**STATED GOAL**
Present the entries below as a numbered list, omitting any blank lines.

Records:
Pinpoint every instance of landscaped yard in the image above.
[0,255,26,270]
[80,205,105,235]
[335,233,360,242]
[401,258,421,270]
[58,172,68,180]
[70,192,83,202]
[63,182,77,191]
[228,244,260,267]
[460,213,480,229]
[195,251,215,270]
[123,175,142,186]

**CORRECT OUTPUT**
1. Pinpoint every instance of landscaped yard in the image above.
2. [0,255,26,270]
3. [80,205,105,235]
4. [335,233,360,242]
5. [401,258,421,270]
6. [58,172,68,180]
7. [70,192,83,202]
8. [63,182,77,191]
9. [228,244,260,267]
10. [460,213,480,229]
11. [195,251,215,270]
12. [123,175,142,186]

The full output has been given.